— ASSIGNMENT —
Of all the entries below, only the lines from the one with "Where can you spot the black cowboy" up to and including the one with "Where can you spot the hillside?" are to be duplicated exactly.

(Stored items)

------------------------------------------------

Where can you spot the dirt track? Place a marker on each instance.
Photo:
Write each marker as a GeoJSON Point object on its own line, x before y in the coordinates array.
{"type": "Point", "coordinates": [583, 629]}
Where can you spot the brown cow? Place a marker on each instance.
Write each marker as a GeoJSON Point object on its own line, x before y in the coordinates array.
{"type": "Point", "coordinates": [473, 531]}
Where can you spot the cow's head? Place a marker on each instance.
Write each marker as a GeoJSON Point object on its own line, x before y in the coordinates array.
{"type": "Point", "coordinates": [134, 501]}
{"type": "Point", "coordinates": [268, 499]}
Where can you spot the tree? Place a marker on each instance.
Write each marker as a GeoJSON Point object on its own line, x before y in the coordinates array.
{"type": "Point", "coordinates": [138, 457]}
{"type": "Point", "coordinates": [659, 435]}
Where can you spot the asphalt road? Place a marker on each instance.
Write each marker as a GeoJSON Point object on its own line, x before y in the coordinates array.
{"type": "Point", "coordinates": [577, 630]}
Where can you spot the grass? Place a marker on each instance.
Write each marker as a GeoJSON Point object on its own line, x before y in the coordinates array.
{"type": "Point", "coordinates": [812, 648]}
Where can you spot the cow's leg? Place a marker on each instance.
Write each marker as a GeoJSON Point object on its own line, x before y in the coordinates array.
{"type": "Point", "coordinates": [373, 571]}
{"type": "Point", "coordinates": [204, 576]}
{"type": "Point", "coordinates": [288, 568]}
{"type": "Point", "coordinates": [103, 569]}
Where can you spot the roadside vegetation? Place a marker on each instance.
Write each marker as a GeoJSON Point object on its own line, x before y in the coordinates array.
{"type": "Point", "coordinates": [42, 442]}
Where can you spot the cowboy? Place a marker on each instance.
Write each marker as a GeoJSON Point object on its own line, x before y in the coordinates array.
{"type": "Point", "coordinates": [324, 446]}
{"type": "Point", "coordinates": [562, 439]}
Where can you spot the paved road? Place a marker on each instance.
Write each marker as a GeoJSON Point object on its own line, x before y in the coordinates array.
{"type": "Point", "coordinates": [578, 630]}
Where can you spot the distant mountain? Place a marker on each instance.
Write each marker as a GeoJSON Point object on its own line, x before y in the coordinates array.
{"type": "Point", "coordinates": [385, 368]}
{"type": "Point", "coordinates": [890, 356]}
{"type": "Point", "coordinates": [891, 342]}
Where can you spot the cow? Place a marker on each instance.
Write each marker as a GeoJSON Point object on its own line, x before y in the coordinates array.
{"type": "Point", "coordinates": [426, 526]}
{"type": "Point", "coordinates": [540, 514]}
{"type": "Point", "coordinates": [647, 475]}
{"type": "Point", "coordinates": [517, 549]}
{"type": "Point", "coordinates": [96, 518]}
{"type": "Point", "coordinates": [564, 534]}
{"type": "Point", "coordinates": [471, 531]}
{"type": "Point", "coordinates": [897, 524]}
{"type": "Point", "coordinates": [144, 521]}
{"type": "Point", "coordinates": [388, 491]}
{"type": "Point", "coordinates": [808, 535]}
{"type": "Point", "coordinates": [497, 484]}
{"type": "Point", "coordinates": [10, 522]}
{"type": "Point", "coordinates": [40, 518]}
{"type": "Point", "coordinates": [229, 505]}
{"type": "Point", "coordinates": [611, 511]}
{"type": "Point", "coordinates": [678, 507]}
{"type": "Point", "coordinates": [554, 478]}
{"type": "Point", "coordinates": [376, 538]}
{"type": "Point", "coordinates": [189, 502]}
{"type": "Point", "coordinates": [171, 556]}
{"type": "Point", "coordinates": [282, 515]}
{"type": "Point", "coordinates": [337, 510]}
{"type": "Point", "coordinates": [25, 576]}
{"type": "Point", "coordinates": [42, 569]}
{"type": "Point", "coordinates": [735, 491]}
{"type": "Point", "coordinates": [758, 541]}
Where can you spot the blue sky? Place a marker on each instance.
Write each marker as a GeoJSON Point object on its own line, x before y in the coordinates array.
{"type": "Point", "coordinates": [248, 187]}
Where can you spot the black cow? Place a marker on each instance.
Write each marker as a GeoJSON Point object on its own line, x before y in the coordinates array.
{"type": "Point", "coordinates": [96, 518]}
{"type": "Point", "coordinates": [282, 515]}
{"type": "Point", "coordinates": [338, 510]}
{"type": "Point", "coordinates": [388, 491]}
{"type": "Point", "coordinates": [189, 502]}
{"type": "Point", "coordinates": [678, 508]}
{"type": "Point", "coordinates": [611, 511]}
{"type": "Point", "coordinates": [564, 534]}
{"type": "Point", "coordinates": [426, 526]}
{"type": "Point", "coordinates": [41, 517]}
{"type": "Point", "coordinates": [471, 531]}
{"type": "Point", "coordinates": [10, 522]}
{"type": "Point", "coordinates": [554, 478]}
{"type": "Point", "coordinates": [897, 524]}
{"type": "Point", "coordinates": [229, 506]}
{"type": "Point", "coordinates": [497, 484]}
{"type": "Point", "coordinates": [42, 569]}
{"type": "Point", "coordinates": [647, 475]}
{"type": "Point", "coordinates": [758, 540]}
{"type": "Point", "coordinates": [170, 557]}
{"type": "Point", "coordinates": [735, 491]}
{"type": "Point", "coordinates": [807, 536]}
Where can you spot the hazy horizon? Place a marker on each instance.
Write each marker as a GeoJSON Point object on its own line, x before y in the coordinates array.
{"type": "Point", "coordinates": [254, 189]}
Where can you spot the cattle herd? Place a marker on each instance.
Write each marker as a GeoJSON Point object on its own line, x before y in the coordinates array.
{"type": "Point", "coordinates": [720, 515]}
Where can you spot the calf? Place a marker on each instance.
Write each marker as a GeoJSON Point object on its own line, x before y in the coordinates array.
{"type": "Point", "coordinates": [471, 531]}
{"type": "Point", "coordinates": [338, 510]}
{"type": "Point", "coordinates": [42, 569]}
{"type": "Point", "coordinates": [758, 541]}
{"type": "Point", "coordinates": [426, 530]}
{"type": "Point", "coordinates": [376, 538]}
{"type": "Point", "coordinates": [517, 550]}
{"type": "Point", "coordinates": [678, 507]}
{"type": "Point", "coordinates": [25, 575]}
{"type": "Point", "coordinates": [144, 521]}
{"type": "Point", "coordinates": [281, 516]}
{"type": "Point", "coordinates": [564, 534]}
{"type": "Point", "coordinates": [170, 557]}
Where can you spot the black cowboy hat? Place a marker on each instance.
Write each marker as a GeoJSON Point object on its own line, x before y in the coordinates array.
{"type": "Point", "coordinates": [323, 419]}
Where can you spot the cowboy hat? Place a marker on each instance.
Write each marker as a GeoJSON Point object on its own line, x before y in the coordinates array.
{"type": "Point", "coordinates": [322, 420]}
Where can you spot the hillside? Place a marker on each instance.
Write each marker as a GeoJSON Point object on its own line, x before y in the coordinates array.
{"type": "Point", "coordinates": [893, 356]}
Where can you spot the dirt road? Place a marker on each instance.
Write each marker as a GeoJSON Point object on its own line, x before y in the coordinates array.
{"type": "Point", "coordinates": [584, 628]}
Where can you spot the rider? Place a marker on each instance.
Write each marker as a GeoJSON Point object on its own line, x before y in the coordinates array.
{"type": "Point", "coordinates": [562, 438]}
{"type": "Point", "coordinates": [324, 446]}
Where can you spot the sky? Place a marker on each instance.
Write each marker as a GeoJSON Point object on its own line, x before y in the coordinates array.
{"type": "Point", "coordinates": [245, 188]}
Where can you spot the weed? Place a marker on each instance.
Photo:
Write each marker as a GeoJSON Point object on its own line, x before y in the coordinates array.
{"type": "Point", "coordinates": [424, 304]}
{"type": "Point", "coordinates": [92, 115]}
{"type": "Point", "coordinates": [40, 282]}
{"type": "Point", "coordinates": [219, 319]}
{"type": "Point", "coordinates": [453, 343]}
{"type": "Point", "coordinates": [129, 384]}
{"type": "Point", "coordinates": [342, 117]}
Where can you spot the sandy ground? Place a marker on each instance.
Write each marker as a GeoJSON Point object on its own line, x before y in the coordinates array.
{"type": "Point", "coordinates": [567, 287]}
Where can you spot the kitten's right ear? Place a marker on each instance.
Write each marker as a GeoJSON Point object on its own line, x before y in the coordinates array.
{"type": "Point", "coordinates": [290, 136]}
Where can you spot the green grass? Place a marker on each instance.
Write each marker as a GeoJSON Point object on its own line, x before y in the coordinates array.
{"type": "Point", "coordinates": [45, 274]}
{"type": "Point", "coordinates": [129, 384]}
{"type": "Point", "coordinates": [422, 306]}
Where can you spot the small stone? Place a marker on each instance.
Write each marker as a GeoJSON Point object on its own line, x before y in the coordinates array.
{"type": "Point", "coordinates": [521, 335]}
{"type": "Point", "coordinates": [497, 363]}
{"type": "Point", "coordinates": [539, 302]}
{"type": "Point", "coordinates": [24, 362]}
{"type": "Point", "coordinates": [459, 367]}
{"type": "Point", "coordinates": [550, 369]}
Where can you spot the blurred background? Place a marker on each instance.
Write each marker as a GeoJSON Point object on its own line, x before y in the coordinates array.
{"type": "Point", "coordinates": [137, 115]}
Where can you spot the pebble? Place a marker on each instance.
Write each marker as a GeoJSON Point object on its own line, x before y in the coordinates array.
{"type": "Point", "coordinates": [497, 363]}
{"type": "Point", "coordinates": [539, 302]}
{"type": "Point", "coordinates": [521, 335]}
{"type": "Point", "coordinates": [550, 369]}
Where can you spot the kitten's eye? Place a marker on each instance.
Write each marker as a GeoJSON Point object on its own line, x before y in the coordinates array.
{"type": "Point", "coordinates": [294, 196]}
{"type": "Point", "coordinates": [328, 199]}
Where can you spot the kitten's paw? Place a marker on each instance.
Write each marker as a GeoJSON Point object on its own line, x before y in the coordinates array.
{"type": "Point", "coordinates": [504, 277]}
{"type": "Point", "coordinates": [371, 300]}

------------------------------------------------

— YOUR RESPONSE —
Where can you spot the black cowboy hat? Place a marker on each instance.
Write each marker as a GeoJSON Point object on its own line, x before y in the coordinates array.
{"type": "Point", "coordinates": [323, 419]}
Where can you spot the cowboy hat? Place a marker on each instance.
Write each marker as a GeoJSON Point object on its own line, x before y in the coordinates array.
{"type": "Point", "coordinates": [322, 420]}
Where can you spot the hillside? Place a marker on each instance.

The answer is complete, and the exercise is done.